Exactly the lines from the top of the records below through the one containing "Task: Where can the rear" must be set down, with no line added or dropped.

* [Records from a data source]
:::

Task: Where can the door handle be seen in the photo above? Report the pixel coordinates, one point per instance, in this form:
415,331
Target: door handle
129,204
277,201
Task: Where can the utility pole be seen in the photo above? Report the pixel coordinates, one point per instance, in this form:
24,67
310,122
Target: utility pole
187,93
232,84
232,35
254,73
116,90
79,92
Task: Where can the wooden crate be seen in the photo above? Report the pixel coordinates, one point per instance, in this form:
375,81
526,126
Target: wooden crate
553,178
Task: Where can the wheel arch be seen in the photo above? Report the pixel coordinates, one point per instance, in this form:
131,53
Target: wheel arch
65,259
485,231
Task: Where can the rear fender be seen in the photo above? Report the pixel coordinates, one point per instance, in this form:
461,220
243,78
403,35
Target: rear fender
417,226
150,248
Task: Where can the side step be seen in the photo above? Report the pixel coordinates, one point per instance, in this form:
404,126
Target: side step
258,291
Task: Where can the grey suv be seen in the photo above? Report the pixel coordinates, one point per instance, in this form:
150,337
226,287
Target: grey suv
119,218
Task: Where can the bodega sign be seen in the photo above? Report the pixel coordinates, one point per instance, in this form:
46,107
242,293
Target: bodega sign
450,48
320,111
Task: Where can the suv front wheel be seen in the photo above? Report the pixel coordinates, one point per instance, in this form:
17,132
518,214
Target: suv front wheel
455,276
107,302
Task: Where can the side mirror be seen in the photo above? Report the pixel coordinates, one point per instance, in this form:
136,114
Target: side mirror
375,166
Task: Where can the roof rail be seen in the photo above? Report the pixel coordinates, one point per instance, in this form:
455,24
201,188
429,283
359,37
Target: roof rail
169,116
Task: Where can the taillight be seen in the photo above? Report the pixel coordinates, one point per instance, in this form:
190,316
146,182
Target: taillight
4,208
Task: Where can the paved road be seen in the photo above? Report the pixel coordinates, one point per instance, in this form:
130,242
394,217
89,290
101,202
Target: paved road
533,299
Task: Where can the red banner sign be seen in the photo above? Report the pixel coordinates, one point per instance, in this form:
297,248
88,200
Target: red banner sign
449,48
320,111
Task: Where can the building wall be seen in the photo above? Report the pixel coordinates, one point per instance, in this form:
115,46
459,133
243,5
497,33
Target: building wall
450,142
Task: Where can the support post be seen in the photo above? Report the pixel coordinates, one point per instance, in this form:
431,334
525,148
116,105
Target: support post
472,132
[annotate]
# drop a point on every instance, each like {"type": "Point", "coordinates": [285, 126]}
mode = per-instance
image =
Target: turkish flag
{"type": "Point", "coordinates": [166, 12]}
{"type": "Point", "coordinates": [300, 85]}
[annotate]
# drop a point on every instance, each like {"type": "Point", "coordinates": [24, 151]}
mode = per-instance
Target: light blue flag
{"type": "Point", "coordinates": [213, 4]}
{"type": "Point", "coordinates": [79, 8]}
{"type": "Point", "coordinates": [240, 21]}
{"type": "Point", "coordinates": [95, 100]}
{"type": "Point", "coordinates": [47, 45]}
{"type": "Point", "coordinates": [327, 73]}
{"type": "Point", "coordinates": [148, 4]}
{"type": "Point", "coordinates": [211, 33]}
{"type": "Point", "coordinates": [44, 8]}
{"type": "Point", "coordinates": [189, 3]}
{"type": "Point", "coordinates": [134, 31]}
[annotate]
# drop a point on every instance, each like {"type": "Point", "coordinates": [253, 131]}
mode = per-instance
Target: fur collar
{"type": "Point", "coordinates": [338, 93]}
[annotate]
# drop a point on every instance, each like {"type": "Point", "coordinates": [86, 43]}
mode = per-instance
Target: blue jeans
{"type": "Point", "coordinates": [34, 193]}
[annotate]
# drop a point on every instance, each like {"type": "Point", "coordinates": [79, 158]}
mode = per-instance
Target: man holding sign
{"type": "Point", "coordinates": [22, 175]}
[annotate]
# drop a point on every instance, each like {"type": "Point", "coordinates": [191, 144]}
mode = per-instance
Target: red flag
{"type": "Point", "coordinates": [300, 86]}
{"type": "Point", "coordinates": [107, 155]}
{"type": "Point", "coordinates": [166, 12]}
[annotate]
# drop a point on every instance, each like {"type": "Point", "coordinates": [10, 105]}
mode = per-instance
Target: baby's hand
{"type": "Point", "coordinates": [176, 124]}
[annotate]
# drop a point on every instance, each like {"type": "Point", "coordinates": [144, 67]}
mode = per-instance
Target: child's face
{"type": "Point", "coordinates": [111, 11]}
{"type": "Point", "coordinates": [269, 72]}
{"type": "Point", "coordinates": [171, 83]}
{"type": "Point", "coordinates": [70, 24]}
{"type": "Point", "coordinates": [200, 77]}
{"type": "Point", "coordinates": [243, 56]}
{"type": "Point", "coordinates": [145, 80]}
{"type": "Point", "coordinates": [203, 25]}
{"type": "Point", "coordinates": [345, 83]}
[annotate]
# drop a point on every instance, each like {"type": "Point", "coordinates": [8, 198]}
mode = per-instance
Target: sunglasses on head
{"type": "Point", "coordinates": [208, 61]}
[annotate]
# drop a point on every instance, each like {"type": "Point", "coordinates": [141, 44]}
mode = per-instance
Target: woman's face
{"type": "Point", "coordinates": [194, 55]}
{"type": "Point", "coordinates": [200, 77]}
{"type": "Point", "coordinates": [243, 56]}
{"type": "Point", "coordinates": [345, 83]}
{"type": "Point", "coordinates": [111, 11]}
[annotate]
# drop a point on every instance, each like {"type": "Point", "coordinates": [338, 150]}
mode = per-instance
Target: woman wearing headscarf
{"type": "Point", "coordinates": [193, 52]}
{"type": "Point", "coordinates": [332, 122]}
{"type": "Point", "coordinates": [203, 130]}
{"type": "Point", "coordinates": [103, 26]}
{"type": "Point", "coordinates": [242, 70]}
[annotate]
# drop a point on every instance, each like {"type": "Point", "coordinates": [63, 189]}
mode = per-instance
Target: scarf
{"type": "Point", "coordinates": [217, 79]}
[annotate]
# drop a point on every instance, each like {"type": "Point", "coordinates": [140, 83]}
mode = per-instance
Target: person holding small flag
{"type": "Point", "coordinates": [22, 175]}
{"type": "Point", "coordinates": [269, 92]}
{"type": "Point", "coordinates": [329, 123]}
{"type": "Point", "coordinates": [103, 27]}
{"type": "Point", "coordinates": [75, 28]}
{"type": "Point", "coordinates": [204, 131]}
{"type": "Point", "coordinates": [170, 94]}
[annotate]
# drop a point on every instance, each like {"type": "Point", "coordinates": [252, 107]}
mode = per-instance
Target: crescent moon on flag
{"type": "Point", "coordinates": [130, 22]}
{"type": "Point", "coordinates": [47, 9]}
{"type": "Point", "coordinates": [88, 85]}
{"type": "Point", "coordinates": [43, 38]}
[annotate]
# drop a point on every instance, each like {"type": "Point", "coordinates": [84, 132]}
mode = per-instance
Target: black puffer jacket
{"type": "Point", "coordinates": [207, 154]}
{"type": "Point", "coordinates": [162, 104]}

:::

* [Finished task]
Task: Where can the door handle be seen in the photo above? Report the pixel coordinates, one point per instance, in this form:
415,331
Target: door handle
129,204
277,201
Task: Where can the utility pole be seen in the photo above? Report the pixel coordinates, one point per instance, in this form:
24,67
310,122
Target: utility pole
187,93
232,84
232,35
254,73
116,90
79,92
Task: Where can the wooden crate be seen in the photo above? Report the pixel coordinates, one point per instance, in this form:
375,81
526,126
Target: wooden crate
553,178
Task: Where can the wheel arch be seen in the photo above? Report the pixel coordinates, one point per instance, in this form:
131,53
Target: wheel arch
65,259
485,231
Task: Where can the rear fender be seen in the photo above? Report the pixel coordinates, one point per instance, in this form:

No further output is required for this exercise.